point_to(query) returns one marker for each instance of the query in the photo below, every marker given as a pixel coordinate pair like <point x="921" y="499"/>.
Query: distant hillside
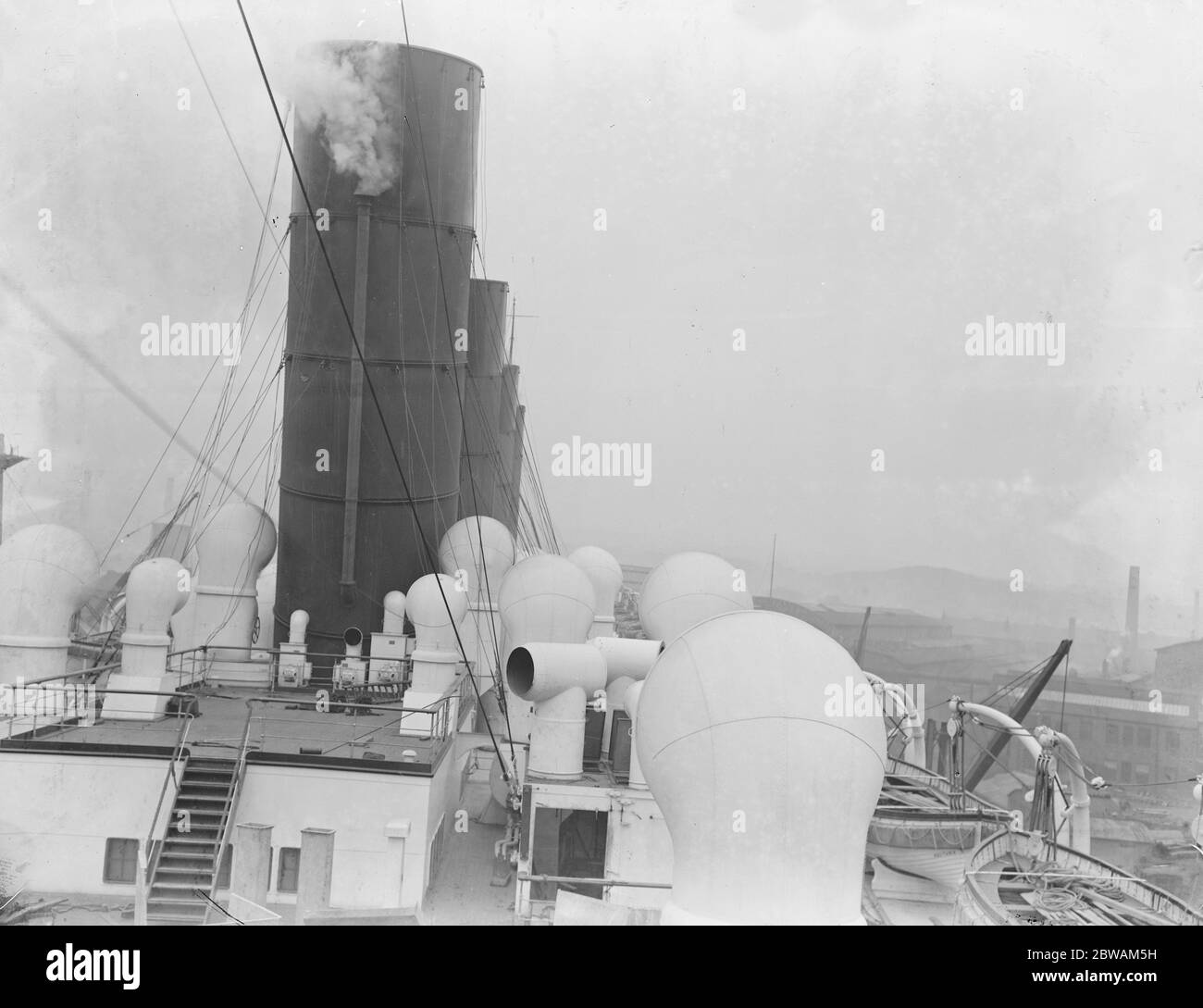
<point x="937" y="592"/>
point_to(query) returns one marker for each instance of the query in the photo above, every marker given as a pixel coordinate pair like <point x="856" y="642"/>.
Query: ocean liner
<point x="397" y="702"/>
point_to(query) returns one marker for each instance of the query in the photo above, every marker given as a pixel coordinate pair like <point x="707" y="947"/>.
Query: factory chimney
<point x="1132" y="623"/>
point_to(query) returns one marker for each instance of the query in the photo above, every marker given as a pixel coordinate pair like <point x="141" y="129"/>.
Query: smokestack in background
<point x="385" y="140"/>
<point x="1132" y="623"/>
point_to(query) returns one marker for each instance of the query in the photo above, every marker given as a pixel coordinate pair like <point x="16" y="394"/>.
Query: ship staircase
<point x="185" y="866"/>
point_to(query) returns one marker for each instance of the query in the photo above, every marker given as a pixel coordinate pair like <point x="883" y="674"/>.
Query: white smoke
<point x="344" y="93"/>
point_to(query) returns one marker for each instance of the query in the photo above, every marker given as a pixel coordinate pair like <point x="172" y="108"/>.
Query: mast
<point x="773" y="563"/>
<point x="1017" y="714"/>
<point x="7" y="460"/>
<point x="864" y="634"/>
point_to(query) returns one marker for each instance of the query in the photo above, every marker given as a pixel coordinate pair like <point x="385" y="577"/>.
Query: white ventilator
<point x="766" y="798"/>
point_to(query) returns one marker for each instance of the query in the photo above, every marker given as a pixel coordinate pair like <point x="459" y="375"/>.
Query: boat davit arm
<point x="1036" y="743"/>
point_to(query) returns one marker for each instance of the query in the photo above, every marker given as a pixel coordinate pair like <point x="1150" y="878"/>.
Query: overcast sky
<point x="1018" y="156"/>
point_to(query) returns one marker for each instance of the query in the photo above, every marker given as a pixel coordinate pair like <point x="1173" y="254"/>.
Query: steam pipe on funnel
<point x="355" y="408"/>
<point x="630" y="702"/>
<point x="299" y="622"/>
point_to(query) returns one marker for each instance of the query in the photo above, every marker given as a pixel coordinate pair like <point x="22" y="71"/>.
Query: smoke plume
<point x="344" y="94"/>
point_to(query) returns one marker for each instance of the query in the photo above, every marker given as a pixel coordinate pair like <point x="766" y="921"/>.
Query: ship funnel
<point x="401" y="245"/>
<point x="687" y="589"/>
<point x="299" y="622"/>
<point x="395" y="613"/>
<point x="605" y="575"/>
<point x="545" y="601"/>
<point x="231" y="553"/>
<point x="766" y="798"/>
<point x="44" y="574"/>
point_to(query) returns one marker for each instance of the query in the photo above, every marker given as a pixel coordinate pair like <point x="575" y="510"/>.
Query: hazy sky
<point x="1018" y="156"/>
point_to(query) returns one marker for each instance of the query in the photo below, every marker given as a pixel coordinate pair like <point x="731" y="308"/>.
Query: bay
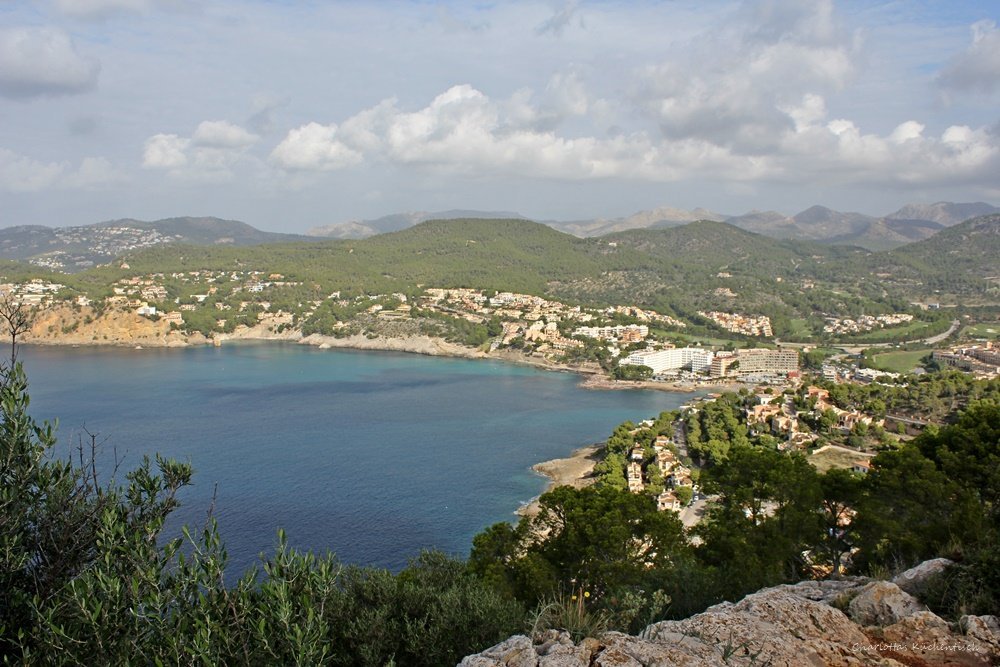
<point x="371" y="455"/>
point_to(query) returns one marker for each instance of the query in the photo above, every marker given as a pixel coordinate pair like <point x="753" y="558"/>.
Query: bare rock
<point x="882" y="603"/>
<point x="827" y="591"/>
<point x="776" y="627"/>
<point x="984" y="629"/>
<point x="517" y="651"/>
<point x="914" y="580"/>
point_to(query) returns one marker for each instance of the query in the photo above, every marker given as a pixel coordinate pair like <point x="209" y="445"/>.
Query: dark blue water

• [Task goal] Copy the whole listing above word for word but do not carry over the pictures.

• [Exercise solution]
point_to(query) returns one marker for each instance of the query in the photo below, every marker given as a pixel coordinate pair like <point x="921" y="499"/>.
Query: distant hillside
<point x="937" y="592"/>
point_to(query) returns one marker for each instance of the query in the photo above, every marker given as a pixel coordinate pair like <point x="856" y="642"/>.
Query: ocean liner
<point x="397" y="702"/>
point_to(query) returns one marker for each instance of the query in the photo above, every marker given as a pixel coordinate pair like <point x="707" y="947"/>.
Query: factory chimney
<point x="1132" y="623"/>
point_to(query) returns one marker for each instance of the query in the photo above, every marker given as a pixel coordinate pair like <point x="141" y="129"/>.
Query: smokestack in background
<point x="385" y="140"/>
<point x="1132" y="623"/>
point_to(query) returns one marker for each instance of the query in the photo above, every marker given as a pixel coordinate pair like <point x="16" y="394"/>.
Query: ship staircase
<point x="185" y="866"/>
point_to(query) returns one marker for each instance of the query in the photo above, every marker given as a pixel coordinate pair like <point x="883" y="674"/>.
Query: white smoke
<point x="344" y="93"/>
point_to(query) returns one marker for each instance of the query in the photo above, every marker given as a pixel coordinate pair like <point x="172" y="108"/>.
Query: mast
<point x="773" y="563"/>
<point x="1017" y="714"/>
<point x="7" y="460"/>
<point x="864" y="634"/>
point_to(query) returns one marker for each instance of the query in the photo above, every marker given as a pixel coordinate pair like <point x="385" y="577"/>.
Query: white ventilator
<point x="766" y="798"/>
point_to(query) returns one marker for each instance of the query in the photo above, every marker given as a pixel coordinate pair like <point x="459" y="375"/>.
Query: boat davit arm
<point x="1036" y="743"/>
point_to(query) returns one marker for each instance of the query in the photo above, every marker given as a pixel coordinate pair like <point x="1150" y="878"/>.
Query: overcast sky
<point x="1018" y="156"/>
point_to(query) returns one marker for each instance of the query in the photo above, every marker given as a pixel coordinate pair like <point x="1173" y="254"/>.
Query: steam pipe on funnel
<point x="355" y="408"/>
<point x="630" y="702"/>
<point x="299" y="622"/>
point_to(query) returns one marker for each instance of the query in the photo above, every marker given as a pixel coordinate pair like <point x="22" y="71"/>.
Query: smoke plume
<point x="344" y="94"/>
point_to(query) returns one marker for each instance of the query in the photo above, every marker given as a pixel coordinate pair like <point x="766" y="921"/>.
Query: ship funnel
<point x="401" y="245"/>
<point x="687" y="589"/>
<point x="299" y="622"/>
<point x="395" y="613"/>
<point x="605" y="575"/>
<point x="545" y="601"/>
<point x="231" y="553"/>
<point x="766" y="798"/>
<point x="44" y="574"/>
point_to(query) returns one marker for each instance of the query in the photo above, every marker given as a pixel coordinate pair like <point x="575" y="510"/>.
Query: hazy sky
<point x="1018" y="156"/>
point_to(query) returns one marker for each instance of the query in the photo below, every marker given as a pixel coordinate pair like <point x="731" y="308"/>.
Query: bay
<point x="371" y="455"/>
point_to(query) returns one marker for each instance of the query in the photo above, every marker given as a pixel coordinate pair like <point x="753" y="558"/>.
Query: bare rock
<point x="882" y="603"/>
<point x="827" y="591"/>
<point x="776" y="627"/>
<point x="984" y="629"/>
<point x="517" y="651"/>
<point x="914" y="580"/>
point_to(query) returns one marker for each instance of the query in the photo above, every marker given as a pixel coordinate pair like <point x="209" y="445"/>.
Query: dark blue water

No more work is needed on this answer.